━━ ENTRIES PROVIDED ━━

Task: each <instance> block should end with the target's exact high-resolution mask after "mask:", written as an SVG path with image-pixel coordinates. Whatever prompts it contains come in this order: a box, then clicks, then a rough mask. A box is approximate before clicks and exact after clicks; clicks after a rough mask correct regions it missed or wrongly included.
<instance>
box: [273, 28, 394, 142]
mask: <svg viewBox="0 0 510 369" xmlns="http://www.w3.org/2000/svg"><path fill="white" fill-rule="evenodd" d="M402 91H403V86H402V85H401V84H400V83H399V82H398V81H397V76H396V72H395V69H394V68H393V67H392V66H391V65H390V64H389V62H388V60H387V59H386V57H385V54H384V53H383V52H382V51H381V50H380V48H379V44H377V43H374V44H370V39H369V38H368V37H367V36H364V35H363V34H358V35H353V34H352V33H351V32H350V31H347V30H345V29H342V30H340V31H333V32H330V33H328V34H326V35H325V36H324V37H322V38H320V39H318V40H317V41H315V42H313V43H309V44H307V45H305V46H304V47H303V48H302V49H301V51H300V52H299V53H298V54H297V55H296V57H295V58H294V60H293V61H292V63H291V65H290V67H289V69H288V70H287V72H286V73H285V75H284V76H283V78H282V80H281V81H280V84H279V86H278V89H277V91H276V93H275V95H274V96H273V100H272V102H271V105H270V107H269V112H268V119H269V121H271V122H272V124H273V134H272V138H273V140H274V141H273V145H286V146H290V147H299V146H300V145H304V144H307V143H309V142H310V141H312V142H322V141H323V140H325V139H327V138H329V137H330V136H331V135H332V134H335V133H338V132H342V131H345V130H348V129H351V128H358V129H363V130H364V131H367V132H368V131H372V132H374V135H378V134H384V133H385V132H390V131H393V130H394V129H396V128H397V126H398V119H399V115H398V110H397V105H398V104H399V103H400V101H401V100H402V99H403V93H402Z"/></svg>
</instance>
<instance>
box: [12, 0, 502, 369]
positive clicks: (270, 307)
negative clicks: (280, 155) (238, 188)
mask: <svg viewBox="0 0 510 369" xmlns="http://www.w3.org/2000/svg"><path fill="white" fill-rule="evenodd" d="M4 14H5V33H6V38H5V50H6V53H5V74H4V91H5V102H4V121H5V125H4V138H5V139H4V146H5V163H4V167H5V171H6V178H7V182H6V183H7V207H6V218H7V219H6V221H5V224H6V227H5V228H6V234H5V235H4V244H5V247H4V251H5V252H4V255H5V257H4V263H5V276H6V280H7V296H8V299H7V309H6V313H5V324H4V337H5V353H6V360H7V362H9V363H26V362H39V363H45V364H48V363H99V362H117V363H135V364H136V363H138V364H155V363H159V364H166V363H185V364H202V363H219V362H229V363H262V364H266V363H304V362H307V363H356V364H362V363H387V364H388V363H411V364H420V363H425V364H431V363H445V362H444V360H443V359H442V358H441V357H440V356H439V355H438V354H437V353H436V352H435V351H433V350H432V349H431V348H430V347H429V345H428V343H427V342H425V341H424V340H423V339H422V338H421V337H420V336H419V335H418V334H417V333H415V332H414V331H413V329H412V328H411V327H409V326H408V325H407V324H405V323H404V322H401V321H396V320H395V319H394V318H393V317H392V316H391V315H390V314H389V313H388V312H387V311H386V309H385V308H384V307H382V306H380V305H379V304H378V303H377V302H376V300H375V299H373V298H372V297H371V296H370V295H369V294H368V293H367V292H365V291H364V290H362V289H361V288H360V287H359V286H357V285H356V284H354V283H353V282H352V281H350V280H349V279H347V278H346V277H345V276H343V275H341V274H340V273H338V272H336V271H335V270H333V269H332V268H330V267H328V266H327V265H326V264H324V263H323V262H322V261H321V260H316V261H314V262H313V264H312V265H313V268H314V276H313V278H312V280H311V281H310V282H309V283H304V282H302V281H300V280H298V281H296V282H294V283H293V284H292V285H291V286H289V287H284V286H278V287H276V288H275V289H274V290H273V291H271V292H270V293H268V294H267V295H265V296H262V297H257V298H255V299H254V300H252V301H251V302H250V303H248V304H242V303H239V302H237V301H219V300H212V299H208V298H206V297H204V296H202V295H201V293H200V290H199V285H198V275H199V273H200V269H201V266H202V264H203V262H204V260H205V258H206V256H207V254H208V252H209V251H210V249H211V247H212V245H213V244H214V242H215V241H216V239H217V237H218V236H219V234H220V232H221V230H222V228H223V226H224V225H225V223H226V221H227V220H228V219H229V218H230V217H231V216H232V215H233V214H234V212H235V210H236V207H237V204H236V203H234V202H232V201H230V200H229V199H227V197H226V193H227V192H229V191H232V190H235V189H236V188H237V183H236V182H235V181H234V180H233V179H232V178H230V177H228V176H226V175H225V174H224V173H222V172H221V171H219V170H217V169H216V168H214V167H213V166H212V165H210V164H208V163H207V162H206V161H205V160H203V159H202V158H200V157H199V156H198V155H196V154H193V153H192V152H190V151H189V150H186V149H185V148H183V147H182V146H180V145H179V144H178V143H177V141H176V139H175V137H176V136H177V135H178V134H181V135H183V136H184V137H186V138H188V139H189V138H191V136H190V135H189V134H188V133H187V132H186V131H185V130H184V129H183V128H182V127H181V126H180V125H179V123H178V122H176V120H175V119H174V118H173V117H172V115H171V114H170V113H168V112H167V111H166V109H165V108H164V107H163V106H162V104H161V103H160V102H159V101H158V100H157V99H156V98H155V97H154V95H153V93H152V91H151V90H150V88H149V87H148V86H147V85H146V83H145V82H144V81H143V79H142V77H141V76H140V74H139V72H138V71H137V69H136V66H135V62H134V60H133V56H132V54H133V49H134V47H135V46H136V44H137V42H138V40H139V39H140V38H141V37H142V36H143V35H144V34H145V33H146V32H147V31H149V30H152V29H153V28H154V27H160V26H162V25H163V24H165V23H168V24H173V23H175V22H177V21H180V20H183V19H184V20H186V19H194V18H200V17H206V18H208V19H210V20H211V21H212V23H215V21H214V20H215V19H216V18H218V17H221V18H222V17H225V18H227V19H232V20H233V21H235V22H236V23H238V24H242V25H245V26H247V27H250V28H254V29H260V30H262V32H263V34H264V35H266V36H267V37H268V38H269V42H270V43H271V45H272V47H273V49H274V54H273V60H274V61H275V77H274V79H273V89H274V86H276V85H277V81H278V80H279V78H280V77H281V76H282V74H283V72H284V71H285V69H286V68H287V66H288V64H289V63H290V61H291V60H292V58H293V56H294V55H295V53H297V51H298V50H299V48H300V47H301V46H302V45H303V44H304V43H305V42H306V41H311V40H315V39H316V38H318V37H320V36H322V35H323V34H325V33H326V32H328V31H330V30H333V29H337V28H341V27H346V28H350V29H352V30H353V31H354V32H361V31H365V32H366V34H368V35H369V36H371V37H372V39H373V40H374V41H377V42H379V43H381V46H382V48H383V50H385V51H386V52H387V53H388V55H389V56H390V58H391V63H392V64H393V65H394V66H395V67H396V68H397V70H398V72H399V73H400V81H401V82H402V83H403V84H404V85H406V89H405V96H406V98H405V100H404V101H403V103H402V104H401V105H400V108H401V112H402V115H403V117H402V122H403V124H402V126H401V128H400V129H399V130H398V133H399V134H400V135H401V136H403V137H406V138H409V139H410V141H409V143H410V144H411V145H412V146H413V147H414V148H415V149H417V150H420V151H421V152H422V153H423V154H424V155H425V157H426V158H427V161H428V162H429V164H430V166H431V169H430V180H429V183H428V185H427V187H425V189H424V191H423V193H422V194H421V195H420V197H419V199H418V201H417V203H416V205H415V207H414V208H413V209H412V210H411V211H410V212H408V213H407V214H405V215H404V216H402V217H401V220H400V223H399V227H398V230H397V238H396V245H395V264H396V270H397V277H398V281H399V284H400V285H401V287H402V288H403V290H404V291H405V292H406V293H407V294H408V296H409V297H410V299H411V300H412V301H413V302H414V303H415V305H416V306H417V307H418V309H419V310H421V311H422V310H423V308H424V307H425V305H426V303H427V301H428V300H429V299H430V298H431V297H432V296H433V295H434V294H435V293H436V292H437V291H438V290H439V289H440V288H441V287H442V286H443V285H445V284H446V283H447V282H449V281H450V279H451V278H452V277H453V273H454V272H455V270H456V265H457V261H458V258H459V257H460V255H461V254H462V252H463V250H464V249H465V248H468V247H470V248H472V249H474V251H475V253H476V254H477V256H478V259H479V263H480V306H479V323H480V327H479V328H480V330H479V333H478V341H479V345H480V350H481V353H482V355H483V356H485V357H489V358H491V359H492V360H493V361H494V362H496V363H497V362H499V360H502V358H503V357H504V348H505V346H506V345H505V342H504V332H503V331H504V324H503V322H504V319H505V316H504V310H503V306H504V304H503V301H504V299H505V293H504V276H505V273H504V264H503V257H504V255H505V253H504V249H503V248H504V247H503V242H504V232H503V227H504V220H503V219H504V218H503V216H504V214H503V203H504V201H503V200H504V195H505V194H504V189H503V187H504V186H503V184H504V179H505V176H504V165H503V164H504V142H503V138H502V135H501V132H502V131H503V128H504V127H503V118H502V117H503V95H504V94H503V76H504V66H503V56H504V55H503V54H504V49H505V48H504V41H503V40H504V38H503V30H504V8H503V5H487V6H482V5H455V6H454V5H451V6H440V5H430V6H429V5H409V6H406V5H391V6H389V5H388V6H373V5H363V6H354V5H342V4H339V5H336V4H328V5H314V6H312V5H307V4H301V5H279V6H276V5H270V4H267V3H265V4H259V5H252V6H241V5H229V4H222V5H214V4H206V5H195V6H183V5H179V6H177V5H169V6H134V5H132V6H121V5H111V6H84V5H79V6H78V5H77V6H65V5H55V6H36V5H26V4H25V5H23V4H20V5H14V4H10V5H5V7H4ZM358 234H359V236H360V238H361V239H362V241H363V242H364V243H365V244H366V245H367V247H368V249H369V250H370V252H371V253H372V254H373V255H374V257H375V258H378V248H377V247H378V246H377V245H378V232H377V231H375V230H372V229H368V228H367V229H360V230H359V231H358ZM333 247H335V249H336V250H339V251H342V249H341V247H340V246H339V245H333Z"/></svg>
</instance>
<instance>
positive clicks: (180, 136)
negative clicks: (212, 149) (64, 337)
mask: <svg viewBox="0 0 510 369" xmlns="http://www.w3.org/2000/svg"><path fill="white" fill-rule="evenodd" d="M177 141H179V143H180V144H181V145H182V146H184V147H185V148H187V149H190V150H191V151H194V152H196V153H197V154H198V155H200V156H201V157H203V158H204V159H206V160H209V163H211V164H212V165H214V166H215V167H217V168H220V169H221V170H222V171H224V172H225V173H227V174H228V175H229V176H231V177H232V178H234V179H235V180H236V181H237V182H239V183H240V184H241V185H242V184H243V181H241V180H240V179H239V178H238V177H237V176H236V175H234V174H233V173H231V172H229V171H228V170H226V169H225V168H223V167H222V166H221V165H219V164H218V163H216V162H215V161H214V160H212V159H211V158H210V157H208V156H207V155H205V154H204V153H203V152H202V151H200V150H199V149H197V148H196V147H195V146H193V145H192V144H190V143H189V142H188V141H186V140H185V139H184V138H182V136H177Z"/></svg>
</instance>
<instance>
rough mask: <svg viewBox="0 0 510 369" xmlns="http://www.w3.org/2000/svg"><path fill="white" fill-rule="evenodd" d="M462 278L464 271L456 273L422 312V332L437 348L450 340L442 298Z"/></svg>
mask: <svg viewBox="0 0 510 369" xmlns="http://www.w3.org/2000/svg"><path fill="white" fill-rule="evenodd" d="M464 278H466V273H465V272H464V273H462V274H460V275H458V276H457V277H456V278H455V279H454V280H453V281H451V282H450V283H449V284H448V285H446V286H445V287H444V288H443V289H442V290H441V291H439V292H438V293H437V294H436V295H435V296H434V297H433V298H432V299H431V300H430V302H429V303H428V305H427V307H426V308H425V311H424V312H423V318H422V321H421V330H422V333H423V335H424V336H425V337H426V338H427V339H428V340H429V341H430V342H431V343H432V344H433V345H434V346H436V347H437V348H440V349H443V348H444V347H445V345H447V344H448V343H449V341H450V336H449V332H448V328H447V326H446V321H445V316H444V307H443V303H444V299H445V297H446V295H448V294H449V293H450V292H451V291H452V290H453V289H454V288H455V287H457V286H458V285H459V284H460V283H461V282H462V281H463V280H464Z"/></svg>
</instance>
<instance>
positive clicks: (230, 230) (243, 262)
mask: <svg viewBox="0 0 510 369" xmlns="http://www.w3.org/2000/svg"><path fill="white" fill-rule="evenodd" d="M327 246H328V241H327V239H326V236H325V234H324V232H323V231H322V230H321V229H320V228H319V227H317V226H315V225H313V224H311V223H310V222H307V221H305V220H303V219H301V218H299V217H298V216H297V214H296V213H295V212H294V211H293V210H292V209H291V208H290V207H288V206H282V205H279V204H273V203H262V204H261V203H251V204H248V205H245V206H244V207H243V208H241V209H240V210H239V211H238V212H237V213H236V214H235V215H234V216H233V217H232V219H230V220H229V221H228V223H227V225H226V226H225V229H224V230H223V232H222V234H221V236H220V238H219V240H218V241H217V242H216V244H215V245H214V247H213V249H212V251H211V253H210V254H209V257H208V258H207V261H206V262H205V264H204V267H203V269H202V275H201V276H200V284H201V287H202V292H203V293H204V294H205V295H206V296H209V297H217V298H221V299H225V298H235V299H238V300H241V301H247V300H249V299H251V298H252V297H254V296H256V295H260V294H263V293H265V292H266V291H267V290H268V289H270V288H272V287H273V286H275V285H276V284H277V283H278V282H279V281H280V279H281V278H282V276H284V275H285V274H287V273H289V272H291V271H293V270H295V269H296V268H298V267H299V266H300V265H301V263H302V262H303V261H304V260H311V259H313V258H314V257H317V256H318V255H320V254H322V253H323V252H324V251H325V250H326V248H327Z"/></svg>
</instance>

━━━

EXERCISE BRIEF>
Set down every line from the first one through the line containing "box: [273, 28, 394, 142]", copying each exactly.

SOLUTION>
Task: each <instance> block should end with the target's exact high-resolution mask after "mask:", written as an SVG path with image-pixel coordinates. Whatever prompts it contains come in this order: a box, then clicks, then a rough mask. A box is approximate before clicks and exact after clicks; clicks after a rough mask correct regions it missed or wrongly included.
<instance>
box: [273, 28, 394, 142]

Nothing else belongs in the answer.